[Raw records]
################

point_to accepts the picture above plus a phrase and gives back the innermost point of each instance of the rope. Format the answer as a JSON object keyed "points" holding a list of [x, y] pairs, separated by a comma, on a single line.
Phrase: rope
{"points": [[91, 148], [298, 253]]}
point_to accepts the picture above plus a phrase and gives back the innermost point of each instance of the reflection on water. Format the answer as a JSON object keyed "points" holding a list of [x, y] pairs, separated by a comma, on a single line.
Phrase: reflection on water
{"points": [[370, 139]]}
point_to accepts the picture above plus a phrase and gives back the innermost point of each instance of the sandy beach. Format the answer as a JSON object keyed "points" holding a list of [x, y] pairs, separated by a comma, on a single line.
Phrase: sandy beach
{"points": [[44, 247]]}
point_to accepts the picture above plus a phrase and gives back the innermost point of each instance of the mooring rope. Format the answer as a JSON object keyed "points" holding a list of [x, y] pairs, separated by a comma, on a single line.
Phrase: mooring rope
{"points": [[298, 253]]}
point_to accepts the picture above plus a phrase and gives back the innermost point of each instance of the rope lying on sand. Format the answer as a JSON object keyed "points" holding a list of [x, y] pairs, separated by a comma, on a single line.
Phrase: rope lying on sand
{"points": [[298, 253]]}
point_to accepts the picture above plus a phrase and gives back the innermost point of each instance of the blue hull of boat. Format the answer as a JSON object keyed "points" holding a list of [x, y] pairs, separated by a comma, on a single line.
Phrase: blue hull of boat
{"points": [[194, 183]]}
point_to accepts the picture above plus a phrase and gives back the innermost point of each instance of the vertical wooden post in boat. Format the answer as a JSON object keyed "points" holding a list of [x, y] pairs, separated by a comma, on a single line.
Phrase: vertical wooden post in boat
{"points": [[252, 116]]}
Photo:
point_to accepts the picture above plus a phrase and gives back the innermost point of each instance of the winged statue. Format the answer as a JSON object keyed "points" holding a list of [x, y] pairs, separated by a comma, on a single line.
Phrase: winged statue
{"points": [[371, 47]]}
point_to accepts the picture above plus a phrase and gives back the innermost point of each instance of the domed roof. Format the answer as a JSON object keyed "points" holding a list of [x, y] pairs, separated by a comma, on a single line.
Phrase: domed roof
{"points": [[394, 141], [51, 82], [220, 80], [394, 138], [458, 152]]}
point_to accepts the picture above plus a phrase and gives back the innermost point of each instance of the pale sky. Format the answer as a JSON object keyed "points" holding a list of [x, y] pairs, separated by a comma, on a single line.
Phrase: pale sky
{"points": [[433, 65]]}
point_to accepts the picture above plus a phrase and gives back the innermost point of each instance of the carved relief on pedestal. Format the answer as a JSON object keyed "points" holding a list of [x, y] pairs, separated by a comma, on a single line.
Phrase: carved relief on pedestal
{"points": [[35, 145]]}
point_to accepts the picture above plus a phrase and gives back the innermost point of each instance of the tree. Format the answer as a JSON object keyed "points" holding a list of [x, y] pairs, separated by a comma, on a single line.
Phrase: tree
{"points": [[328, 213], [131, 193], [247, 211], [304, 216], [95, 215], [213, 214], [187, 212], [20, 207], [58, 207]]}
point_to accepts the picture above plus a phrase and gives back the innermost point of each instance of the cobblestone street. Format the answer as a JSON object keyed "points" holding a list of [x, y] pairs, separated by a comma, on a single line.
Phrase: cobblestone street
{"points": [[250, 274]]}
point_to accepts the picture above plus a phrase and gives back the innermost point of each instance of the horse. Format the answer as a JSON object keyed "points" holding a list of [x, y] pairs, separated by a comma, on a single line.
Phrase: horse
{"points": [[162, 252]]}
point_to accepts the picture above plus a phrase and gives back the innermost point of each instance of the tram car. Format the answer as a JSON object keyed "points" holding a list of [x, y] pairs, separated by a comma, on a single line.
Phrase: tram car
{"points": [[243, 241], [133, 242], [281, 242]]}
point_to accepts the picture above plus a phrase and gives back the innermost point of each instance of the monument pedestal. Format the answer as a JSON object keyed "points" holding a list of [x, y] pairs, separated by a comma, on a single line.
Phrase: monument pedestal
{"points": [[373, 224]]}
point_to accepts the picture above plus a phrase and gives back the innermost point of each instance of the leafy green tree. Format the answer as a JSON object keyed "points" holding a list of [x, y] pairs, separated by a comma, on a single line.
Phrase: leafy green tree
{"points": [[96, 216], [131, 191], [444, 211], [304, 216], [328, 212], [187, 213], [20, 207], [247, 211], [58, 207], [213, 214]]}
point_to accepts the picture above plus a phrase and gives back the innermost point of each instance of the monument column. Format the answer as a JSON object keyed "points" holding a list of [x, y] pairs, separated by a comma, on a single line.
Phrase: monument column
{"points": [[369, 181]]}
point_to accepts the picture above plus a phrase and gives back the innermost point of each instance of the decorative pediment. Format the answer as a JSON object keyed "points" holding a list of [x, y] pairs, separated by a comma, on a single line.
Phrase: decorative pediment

################

**PROBLEM TO WORK ON**
Rewrite the entries above with every "innermost point" replaced by "central point". Change nothing else.

**EXERCISE SOLUTION**
point_to accepts the picture above plus a phrase and gives back the central point of each instance of the rope. Format the answer as a JSON object keyed "points" holding a list of [x, y] pairs, separated by a comma, on a single line.
Phrase: rope
{"points": [[91, 148], [298, 253]]}
point_to accepts the picture above plus a phrase and gives back the central point of each instance of the reflection on water. Format the answer as a JSON object keyed "points" holding a list of [x, y] pairs, separated by a comma, on a single line.
Phrase: reflection on water
{"points": [[370, 139]]}
point_to accepts the picture above plus a phrase and gives back the central point of each instance of the sandy beach. Format the answer as a JSON object keyed "points" holding a list of [x, y] pairs, separated by a comma, on a single line.
Phrase: sandy beach
{"points": [[44, 247]]}
point_to accepts the picture above plus a phrase and gives back the central point of each instance of the mooring rope. Format the answer as a JSON object keyed "points" holding a list of [x, y] pairs, separated by a comma, on a single line.
Phrase: mooring rope
{"points": [[298, 253]]}
point_to accepts the picture above plus a phrase and gives back the central point of each instance of the rope lying on sand. Format the answer as a JSON object keyed "points" holding a list of [x, y] pairs, separated by a comma, on a single line.
Phrase: rope lying on sand
{"points": [[298, 253]]}
point_to accepts the picture above plus a phrase and gives back the central point of each instance of the blue hull of boat. Format the answer as a JSON object keyed "points" holding a list of [x, y] pairs, separated by a comma, on a single line.
Phrase: blue hull of boat
{"points": [[194, 183]]}
point_to accepts the picture above plus a phrase and gives back the central point of each instance of the vertical wooden post in boat. Format the answer as a JSON object keyed "points" holding a list of [x, y] pairs, separated by a comma, on a single line.
Phrase: vertical wooden post in boat
{"points": [[252, 116]]}
Photo:
point_to accepts the picture above plus a phrase and gives back the central point of each instance of the winged statue. Format the answer as a JSON object keyed "points" holding a list of [x, y] pairs, separated by a comma, on a single line.
Phrase: winged statue
{"points": [[371, 47]]}
point_to accepts the picture above plus a phrase and gives back the central point of each instance of the domed roof. Format the answer as a JSON object keyed "points" holding a list of [x, y] pairs, separated by a comma, on a single line.
Phrase: domed roof
{"points": [[394, 141], [51, 82], [220, 80], [394, 138], [458, 152]]}
point_to accepts the picture above plus a phrase and gives back the central point of each instance of the pale sky. Format the answer as a JSON object keyed "points" holding a list of [x, y] pairs, separated by a comma, on a single line.
Phrase: pale sky
{"points": [[433, 65]]}
point_to accepts the picture above plus a phrase and gives back the central point of each instance of the carved relief on pedestal. Format the answer as a JSON object keyed "points" holding a list of [x, y] pairs, separated by a comma, on a single line.
Phrase: carved relief on pedestal
{"points": [[35, 145]]}
point_to accepts the picture above plus a phrase and gives back the central point of each instance of the tree. Format the answer as a JSON object keyed "points" holding a list of [x, y] pairs, separated by a comma, on a single line.
Phrase: tree
{"points": [[328, 213], [131, 193], [247, 211], [304, 216], [95, 215], [213, 214], [187, 212], [20, 207], [58, 207]]}
point_to accepts the picture above plus a phrase and gives back the central point of each instance of the cobblestone street. Format the answer as a JSON object keyed "points" holding a list of [x, y] pairs, separated by a comma, on a single line.
Phrase: cobblestone street
{"points": [[250, 274]]}
point_to accepts the picture above plus a phrase and gives back the central point of each instance of the horse. Format the answer as a JSON object keyed "points" holding a list of [x, y] pairs, separated by a comma, on a single line.
Phrase: horse
{"points": [[162, 252]]}
point_to accepts the picture above plus a phrase and gives back the central point of each instance of the tram car. Format the answer as a JSON object keyed "points" holding a list of [x, y] pairs, separated by a comma, on a single line.
Phrase: tram car
{"points": [[243, 241], [133, 242], [281, 242]]}
point_to accepts the picture above plus a phrase and gives back the central point of each instance of the monument pedestal. Format the answer as a JSON object keyed "points" holding a list of [x, y] pairs, separated by a comma, on a single line.
Phrase: monument pedestal
{"points": [[373, 224]]}
point_to accepts the picture above plus a phrase and gives back the central point of each instance of the leafy green tree. Format the answer as a JSON object keyed "points" holding a list of [x, y] pairs, separated by a comma, on a single line.
Phrase: leafy green tree
{"points": [[96, 216], [131, 191], [444, 211], [304, 216], [328, 212], [187, 213], [20, 207], [247, 211], [58, 207], [213, 214]]}
point_to accepts the picture above plus a phrase and gives back the central point of each instance of the monument column. Format the answer as a JSON object keyed "points" holding a list of [x, y] pairs, separated by a comma, on a single line.
Phrase: monument column
{"points": [[369, 181]]}
point_to accepts the picture above plus a phrase and gives back the central point of each instance of the decorative pediment. Format the answer as a JSON object keyed "points" holding a list of [x, y] pairs, separated by a comma, on a single line.
Phrase: decorative pediment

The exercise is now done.